## What the task asks
Identify each line of the data below that contains the word "Query", and copy those lines in full.

## Raw records
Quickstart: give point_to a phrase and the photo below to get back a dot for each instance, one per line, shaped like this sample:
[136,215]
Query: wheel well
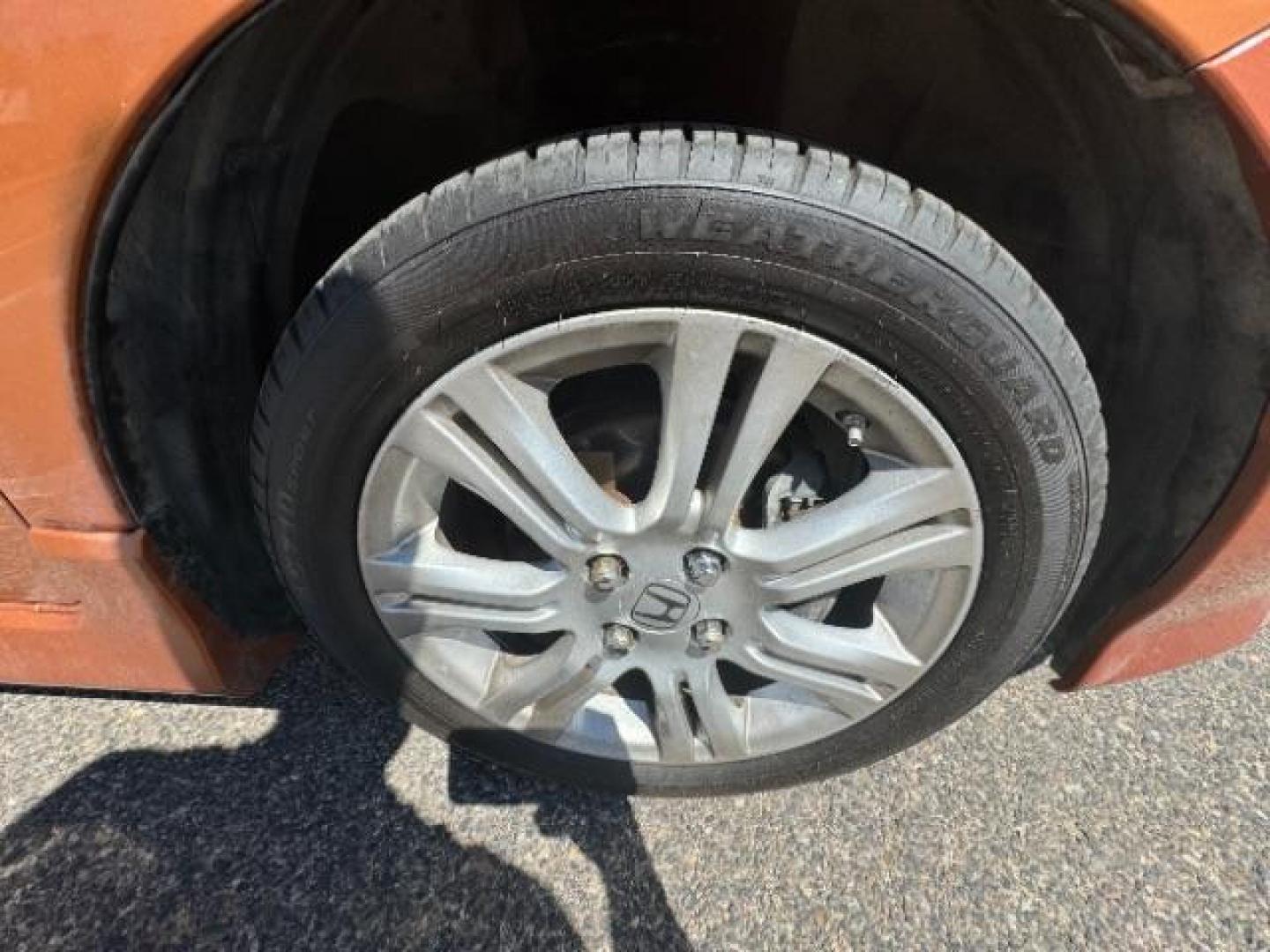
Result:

* * *

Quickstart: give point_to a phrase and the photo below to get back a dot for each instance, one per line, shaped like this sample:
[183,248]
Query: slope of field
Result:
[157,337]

* * *

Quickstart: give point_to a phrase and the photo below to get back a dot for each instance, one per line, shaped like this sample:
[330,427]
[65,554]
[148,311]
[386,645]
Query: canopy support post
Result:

## Answer to the exercise
Query: wheel well
Query: slope of field
Query: canopy support post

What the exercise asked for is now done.